**Aim**: Copy out the rows from the start through the line containing "<point>513,258</point>", both ends included, keeping every line of wording but leaving out the pictures. In the answers, rescale each point coordinate by multiplying it by 1.95 and rounding to a whole number, with halves rounded up.

╭─ Records

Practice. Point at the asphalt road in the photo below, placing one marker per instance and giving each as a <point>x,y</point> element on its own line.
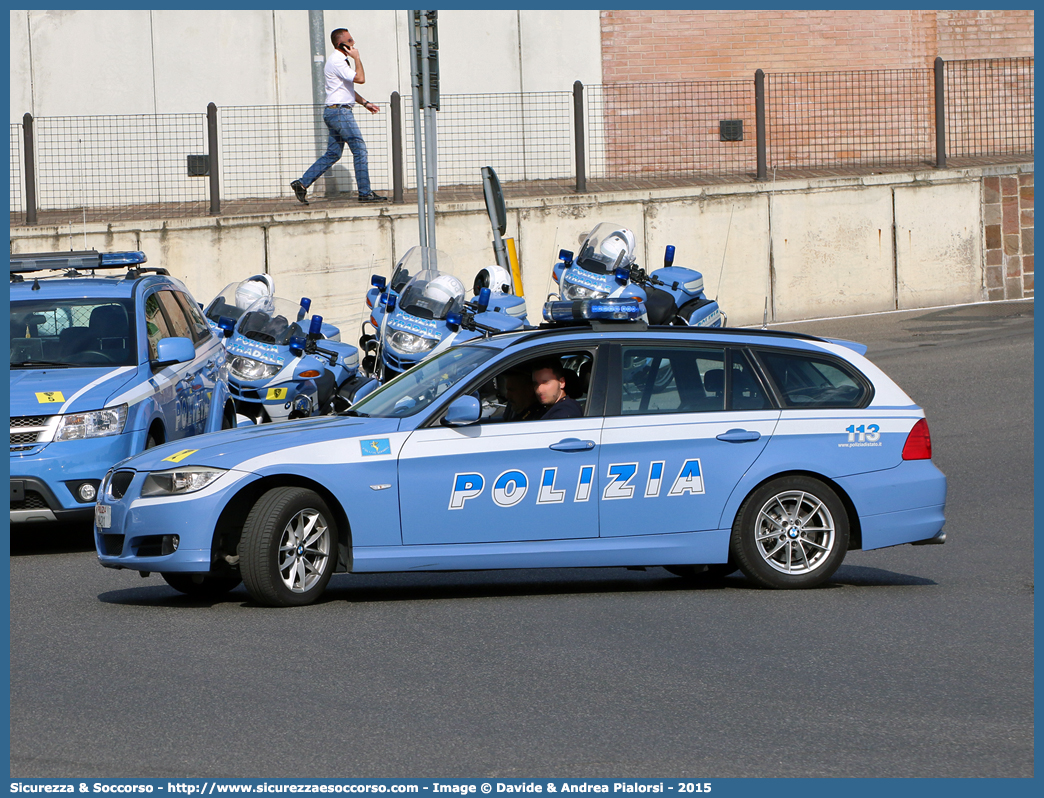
<point>912,661</point>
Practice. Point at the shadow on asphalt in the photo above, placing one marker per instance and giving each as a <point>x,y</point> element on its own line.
<point>411,587</point>
<point>51,539</point>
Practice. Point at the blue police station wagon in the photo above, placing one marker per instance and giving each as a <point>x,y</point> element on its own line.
<point>102,367</point>
<point>703,451</point>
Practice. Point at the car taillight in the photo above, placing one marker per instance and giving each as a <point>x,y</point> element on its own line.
<point>918,442</point>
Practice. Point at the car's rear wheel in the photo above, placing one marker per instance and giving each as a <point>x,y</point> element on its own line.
<point>288,549</point>
<point>790,533</point>
<point>200,585</point>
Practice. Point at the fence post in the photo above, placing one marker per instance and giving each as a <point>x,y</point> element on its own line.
<point>396,106</point>
<point>940,115</point>
<point>578,136</point>
<point>215,185</point>
<point>759,122</point>
<point>30,170</point>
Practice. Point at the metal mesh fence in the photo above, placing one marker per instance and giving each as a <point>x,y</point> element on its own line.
<point>670,128</point>
<point>524,137</point>
<point>17,201</point>
<point>263,149</point>
<point>990,107</point>
<point>118,162</point>
<point>856,118</point>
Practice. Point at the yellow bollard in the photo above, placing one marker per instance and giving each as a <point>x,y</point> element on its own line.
<point>513,258</point>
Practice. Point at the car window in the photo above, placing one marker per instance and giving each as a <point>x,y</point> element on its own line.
<point>156,324</point>
<point>511,394</point>
<point>810,381</point>
<point>85,332</point>
<point>671,379</point>
<point>179,322</point>
<point>200,329</point>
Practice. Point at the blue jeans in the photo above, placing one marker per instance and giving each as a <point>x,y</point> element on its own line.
<point>342,131</point>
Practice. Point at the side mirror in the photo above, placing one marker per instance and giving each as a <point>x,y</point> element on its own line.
<point>170,351</point>
<point>463,411</point>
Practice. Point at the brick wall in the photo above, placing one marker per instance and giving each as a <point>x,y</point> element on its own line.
<point>694,45</point>
<point>1007,216</point>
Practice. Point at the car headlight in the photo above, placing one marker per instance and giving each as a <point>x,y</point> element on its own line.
<point>248,369</point>
<point>571,291</point>
<point>408,344</point>
<point>180,480</point>
<point>75,426</point>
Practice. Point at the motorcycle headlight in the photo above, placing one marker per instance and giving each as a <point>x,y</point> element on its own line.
<point>248,369</point>
<point>180,480</point>
<point>571,291</point>
<point>408,344</point>
<point>75,426</point>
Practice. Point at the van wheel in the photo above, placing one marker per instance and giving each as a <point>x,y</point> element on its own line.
<point>287,552</point>
<point>790,533</point>
<point>200,585</point>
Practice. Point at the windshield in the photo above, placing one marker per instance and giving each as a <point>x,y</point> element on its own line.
<point>416,389</point>
<point>273,321</point>
<point>607,248</point>
<point>432,295</point>
<point>72,332</point>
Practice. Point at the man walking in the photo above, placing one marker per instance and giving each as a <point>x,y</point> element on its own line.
<point>340,79</point>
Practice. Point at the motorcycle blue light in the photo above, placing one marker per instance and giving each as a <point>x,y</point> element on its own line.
<point>122,258</point>
<point>615,309</point>
<point>228,325</point>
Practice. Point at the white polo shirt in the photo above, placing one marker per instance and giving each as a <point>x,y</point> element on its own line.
<point>340,80</point>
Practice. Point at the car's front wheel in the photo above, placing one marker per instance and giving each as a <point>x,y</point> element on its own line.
<point>288,550</point>
<point>200,585</point>
<point>790,533</point>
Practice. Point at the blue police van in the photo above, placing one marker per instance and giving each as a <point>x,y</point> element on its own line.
<point>109,357</point>
<point>700,450</point>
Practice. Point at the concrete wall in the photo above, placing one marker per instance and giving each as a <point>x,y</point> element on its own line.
<point>805,249</point>
<point>90,63</point>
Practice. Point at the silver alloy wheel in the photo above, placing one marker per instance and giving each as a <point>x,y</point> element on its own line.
<point>304,548</point>
<point>795,532</point>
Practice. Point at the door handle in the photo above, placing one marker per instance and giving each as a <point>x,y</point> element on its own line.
<point>739,436</point>
<point>572,444</point>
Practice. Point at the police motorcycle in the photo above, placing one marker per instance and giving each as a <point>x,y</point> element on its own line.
<point>422,311</point>
<point>606,267</point>
<point>277,370</point>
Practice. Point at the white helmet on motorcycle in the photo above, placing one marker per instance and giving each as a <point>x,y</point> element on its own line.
<point>495,278</point>
<point>620,240</point>
<point>253,288</point>
<point>444,289</point>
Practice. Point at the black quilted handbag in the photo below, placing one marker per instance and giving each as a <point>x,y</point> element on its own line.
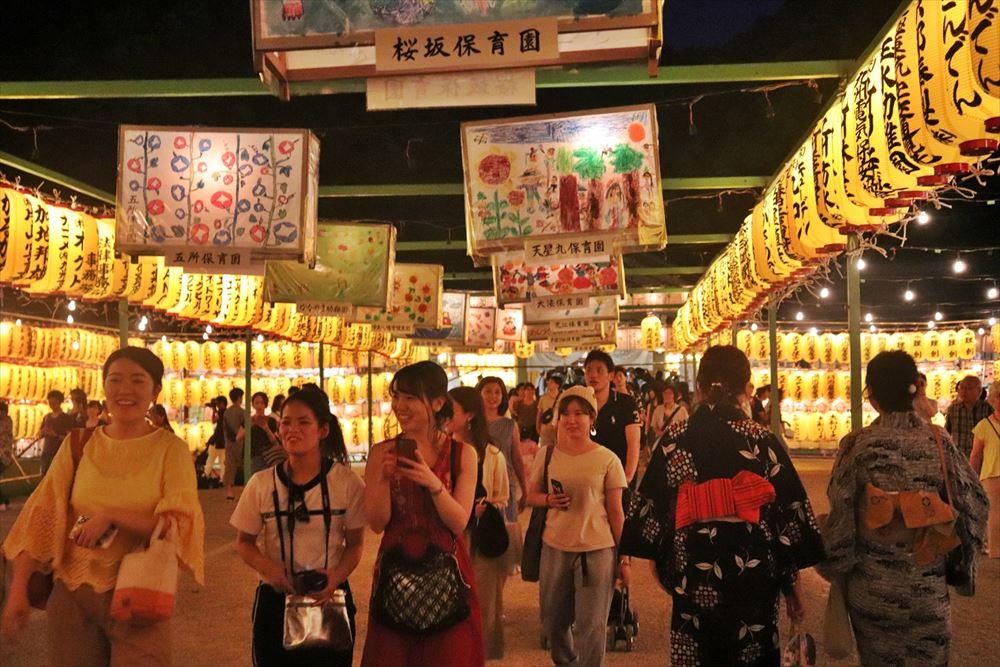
<point>425,595</point>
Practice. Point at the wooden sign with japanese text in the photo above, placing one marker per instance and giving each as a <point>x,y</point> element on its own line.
<point>455,47</point>
<point>212,260</point>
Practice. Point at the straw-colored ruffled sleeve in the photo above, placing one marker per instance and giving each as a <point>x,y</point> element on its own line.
<point>179,501</point>
<point>42,526</point>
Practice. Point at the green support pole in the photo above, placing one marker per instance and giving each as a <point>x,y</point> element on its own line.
<point>854,327</point>
<point>371,427</point>
<point>321,362</point>
<point>247,407</point>
<point>772,339</point>
<point>122,323</point>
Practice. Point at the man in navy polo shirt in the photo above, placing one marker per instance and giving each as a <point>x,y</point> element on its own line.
<point>618,425</point>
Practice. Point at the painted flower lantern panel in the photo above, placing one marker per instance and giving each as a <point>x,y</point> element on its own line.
<point>452,320</point>
<point>354,262</point>
<point>518,280</point>
<point>544,176</point>
<point>237,189</point>
<point>415,299</point>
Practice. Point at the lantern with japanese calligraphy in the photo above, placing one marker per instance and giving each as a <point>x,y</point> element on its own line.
<point>524,350</point>
<point>652,333</point>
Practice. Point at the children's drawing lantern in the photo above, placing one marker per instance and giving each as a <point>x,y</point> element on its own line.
<point>652,333</point>
<point>217,189</point>
<point>589,179</point>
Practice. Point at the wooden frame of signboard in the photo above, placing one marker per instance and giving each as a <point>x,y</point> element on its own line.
<point>284,60</point>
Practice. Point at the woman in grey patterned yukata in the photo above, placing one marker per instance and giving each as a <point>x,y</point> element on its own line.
<point>738,525</point>
<point>894,576</point>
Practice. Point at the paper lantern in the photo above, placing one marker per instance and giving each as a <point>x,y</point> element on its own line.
<point>652,333</point>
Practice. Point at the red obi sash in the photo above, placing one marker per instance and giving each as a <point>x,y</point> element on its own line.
<point>742,497</point>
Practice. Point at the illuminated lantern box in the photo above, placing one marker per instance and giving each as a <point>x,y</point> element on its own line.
<point>230,190</point>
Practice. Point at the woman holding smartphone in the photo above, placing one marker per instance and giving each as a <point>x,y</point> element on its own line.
<point>582,530</point>
<point>127,476</point>
<point>419,493</point>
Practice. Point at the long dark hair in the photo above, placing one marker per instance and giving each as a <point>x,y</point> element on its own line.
<point>472,403</point>
<point>332,446</point>
<point>493,379</point>
<point>723,374</point>
<point>427,381</point>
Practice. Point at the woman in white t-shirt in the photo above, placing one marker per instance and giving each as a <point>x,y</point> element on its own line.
<point>582,529</point>
<point>301,527</point>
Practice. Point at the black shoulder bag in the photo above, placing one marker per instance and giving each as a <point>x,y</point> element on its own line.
<point>426,594</point>
<point>531,556</point>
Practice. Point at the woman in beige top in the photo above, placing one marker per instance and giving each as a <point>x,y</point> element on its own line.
<point>582,529</point>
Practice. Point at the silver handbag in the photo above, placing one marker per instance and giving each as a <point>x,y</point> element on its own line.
<point>312,624</point>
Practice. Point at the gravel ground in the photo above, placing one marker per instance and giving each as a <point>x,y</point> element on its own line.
<point>212,624</point>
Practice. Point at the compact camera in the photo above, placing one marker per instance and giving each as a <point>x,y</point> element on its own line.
<point>309,581</point>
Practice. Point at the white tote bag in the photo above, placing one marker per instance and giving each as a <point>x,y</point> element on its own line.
<point>147,579</point>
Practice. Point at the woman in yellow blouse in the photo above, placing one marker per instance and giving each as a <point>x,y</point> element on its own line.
<point>151,475</point>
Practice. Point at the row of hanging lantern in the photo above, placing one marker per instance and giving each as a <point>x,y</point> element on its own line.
<point>917,113</point>
<point>53,249</point>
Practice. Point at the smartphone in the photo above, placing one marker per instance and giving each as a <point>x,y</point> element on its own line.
<point>406,448</point>
<point>106,539</point>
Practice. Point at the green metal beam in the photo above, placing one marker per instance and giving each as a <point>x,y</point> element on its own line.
<point>576,77</point>
<point>51,176</point>
<point>457,189</point>
<point>460,244</point>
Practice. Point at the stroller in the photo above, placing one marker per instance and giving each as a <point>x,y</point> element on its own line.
<point>623,621</point>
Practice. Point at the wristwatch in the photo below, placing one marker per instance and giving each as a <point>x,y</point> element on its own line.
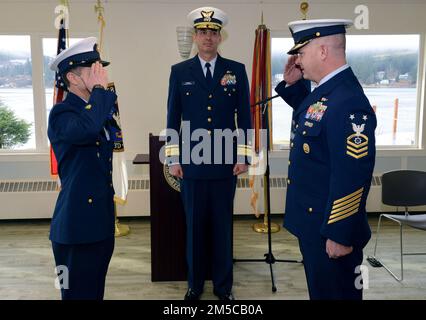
<point>98,86</point>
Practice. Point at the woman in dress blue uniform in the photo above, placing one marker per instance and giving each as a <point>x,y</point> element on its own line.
<point>331,160</point>
<point>82,228</point>
<point>208,93</point>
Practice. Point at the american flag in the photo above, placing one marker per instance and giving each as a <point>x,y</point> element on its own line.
<point>59,89</point>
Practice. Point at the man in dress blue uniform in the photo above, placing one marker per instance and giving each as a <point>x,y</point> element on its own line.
<point>331,160</point>
<point>82,228</point>
<point>208,94</point>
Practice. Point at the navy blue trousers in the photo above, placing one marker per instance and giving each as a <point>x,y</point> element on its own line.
<point>87,268</point>
<point>208,209</point>
<point>331,279</point>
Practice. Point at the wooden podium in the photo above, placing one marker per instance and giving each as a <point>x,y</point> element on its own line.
<point>168,229</point>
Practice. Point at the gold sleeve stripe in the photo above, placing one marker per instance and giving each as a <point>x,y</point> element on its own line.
<point>244,152</point>
<point>173,152</point>
<point>343,205</point>
<point>356,156</point>
<point>354,207</point>
<point>342,217</point>
<point>349,196</point>
<point>357,150</point>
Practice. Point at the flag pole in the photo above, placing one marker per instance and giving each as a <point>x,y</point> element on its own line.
<point>120,229</point>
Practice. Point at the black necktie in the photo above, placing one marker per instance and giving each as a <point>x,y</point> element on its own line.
<point>209,77</point>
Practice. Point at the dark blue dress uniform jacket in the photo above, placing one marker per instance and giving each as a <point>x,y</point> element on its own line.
<point>331,160</point>
<point>84,211</point>
<point>223,105</point>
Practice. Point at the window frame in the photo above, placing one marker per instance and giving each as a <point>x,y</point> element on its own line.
<point>418,148</point>
<point>39,98</point>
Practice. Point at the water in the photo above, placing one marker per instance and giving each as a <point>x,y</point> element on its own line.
<point>383,99</point>
<point>21,102</point>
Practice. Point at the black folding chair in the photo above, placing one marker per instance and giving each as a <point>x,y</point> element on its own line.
<point>402,188</point>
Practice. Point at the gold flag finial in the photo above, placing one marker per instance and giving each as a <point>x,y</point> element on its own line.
<point>99,9</point>
<point>304,7</point>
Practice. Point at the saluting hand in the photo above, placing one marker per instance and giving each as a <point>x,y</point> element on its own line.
<point>292,72</point>
<point>97,75</point>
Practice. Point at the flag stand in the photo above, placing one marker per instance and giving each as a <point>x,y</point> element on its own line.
<point>269,256</point>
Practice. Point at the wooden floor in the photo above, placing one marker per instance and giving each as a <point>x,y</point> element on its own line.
<point>27,266</point>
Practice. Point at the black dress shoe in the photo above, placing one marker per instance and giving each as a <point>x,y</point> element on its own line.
<point>227,297</point>
<point>191,295</point>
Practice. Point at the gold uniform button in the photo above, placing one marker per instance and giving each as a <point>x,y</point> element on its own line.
<point>306,148</point>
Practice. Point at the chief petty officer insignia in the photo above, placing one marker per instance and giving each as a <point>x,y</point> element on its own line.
<point>228,79</point>
<point>357,143</point>
<point>316,111</point>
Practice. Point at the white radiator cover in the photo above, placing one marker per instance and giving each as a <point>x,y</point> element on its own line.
<point>36,199</point>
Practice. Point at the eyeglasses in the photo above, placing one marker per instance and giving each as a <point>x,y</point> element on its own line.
<point>205,33</point>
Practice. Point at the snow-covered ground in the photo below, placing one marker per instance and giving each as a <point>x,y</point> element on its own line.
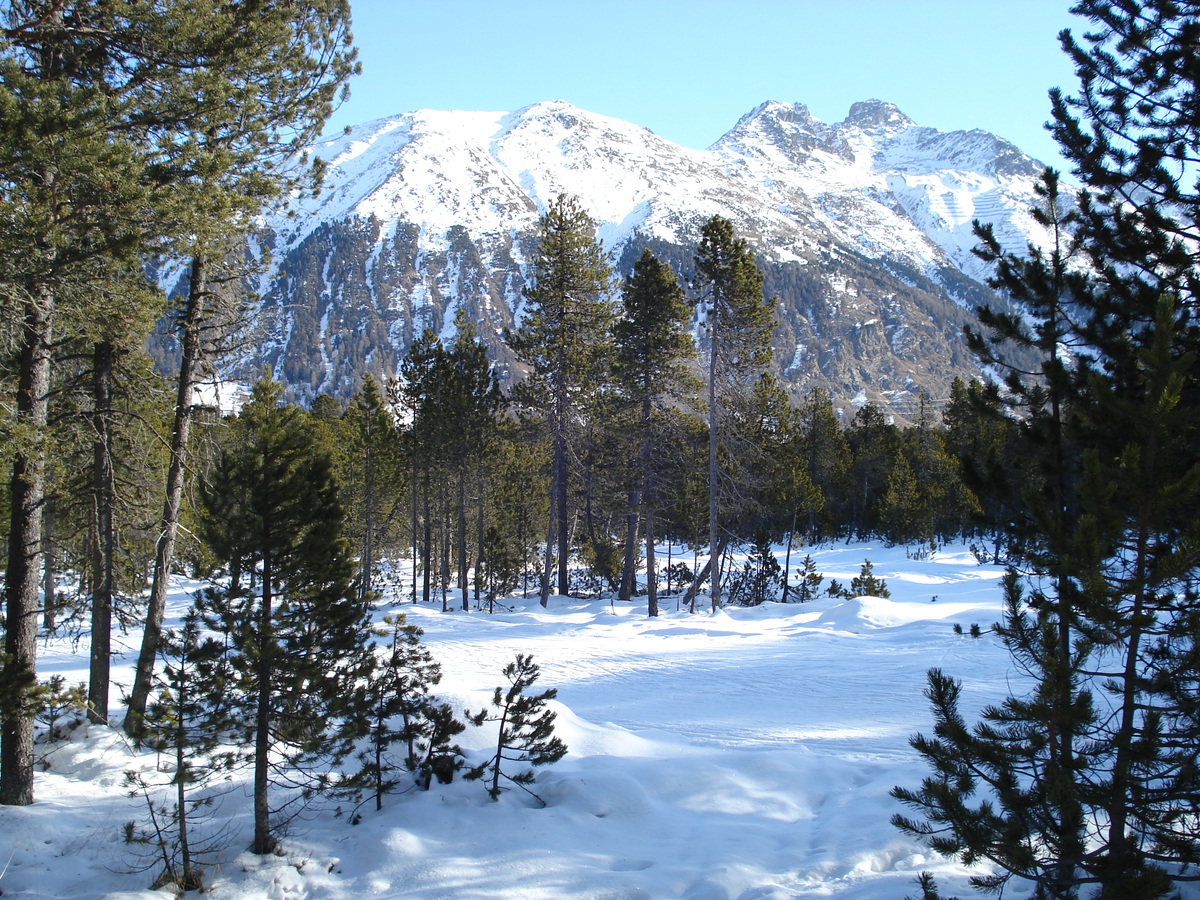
<point>745,754</point>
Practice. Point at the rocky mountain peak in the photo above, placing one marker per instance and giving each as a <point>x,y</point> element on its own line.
<point>877,117</point>
<point>863,231</point>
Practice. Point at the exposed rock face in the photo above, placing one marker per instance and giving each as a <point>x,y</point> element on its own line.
<point>863,229</point>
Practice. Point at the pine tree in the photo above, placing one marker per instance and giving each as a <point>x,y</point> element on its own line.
<point>865,583</point>
<point>186,724</point>
<point>274,76</point>
<point>652,365</point>
<point>399,689</point>
<point>564,337</point>
<point>526,729</point>
<point>810,580</point>
<point>1083,783</point>
<point>738,325</point>
<point>295,624</point>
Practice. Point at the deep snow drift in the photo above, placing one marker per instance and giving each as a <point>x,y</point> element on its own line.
<point>745,754</point>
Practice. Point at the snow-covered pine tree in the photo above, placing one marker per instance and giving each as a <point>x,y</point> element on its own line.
<point>297,625</point>
<point>526,729</point>
<point>399,689</point>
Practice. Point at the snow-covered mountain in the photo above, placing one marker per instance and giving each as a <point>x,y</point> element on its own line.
<point>863,229</point>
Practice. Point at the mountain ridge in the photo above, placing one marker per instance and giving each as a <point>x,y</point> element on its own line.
<point>863,228</point>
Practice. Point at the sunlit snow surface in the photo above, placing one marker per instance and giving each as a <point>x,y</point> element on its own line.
<point>745,754</point>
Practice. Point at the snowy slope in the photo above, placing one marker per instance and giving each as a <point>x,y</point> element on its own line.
<point>747,754</point>
<point>430,213</point>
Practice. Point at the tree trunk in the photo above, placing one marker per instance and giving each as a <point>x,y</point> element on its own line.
<point>263,840</point>
<point>49,564</point>
<point>369,504</point>
<point>168,527</point>
<point>462,539</point>
<point>564,539</point>
<point>28,498</point>
<point>689,598</point>
<point>105,547</point>
<point>714,417</point>
<point>427,532</point>
<point>652,588</point>
<point>629,569</point>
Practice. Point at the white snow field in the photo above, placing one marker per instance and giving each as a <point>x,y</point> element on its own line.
<point>739,755</point>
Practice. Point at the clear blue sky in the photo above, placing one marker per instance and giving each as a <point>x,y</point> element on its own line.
<point>689,69</point>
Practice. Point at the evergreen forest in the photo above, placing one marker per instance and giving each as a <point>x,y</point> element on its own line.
<point>629,457</point>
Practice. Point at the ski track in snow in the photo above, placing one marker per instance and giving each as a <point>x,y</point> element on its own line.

╰─

**Task answer**:
Practice. Point at the asphalt road in the photo below, placing one marker per instance and giving each as a <point>x,y</point> element on its own line.
<point>1778,1289</point>
Practice. Point at the shadow on asphalt in the photo above, placing one marker per instance and giving each as a <point>x,y</point> element on its own line.
<point>801,1145</point>
<point>99,1051</point>
Practice. Point at the blue police station wagon in the photo above, placing one marker per instance and giving each as a <point>x,y</point> element on its own line.
<point>199,716</point>
<point>1371,879</point>
Practice. Point at the car taillight in the photo above, placing one marker per instance and giving each as a <point>x,y</point> element on its own line.
<point>1790,862</point>
Practice. Point at the car's rear wheel in the photo above, placing one marker per instance and giving each as a <point>x,y</point> element on its own line.
<point>562,1071</point>
<point>1541,1039</point>
<point>390,1141</point>
Practice. Point at the fence post in the photo above, placing one marker per instance and giving each as a <point>x,y</point> element on its own line.
<point>772,207</point>
<point>1833,224</point>
<point>1127,265</point>
<point>419,361</point>
<point>1480,238</point>
<point>59,332</point>
Practice. Point at the metal mesh fence in the photo above, placing one marker per instance and giving each as a <point>x,y</point> element on its own line.
<point>1307,250</point>
<point>1022,267</point>
<point>33,392</point>
<point>513,291</point>
<point>1931,209</point>
<point>230,316</point>
<point>1669,230</point>
Practice. Point at the yellow bollard in the photo above, placing one marker per instance and giving each as a <point>x,y</point> element on its own line.
<point>1000,503</point>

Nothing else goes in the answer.